┌──
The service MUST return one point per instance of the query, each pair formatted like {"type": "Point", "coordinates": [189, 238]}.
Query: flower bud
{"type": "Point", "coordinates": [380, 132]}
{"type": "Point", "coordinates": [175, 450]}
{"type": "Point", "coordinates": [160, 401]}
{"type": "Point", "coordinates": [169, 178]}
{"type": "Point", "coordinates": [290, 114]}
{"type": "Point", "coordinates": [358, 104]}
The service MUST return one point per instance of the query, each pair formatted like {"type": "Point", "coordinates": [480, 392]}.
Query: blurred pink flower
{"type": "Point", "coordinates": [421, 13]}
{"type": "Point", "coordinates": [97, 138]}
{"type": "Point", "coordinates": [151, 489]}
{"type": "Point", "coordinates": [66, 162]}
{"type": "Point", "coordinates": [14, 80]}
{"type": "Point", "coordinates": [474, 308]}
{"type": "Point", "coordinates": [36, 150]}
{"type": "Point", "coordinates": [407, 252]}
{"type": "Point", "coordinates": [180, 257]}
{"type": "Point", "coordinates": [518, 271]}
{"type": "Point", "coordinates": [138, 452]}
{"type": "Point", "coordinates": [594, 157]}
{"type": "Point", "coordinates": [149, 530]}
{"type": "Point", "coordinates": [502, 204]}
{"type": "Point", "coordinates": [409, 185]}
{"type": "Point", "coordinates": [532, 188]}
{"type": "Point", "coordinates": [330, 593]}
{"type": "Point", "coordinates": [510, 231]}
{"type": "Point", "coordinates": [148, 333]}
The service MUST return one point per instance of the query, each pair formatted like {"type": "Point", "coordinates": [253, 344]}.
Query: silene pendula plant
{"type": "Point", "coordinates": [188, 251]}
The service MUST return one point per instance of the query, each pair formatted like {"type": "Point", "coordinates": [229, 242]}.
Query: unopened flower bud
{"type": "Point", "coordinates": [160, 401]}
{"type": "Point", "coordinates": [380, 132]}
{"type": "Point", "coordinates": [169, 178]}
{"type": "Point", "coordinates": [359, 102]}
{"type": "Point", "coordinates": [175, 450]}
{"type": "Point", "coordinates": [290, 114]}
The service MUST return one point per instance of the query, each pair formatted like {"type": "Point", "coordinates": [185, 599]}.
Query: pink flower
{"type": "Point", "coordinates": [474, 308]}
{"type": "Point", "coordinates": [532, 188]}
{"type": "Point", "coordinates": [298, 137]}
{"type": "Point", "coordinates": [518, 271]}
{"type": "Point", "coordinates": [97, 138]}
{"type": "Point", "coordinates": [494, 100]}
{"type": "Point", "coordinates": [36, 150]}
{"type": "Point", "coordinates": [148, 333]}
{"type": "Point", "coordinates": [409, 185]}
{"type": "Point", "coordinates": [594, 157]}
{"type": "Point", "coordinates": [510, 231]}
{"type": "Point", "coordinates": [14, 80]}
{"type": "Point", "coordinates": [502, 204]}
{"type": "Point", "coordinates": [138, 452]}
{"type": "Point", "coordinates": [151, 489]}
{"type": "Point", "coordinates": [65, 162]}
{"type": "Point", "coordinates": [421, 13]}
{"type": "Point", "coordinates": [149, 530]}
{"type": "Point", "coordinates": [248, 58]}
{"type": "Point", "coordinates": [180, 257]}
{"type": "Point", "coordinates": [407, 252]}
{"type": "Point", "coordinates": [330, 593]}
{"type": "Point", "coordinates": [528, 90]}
└──
Consignes à suivre: Relevez, en les recopiant, toutes les lignes des données où figure le mot « pink ».

Corrigé:
Query: blurred pink flower
Query: pink flower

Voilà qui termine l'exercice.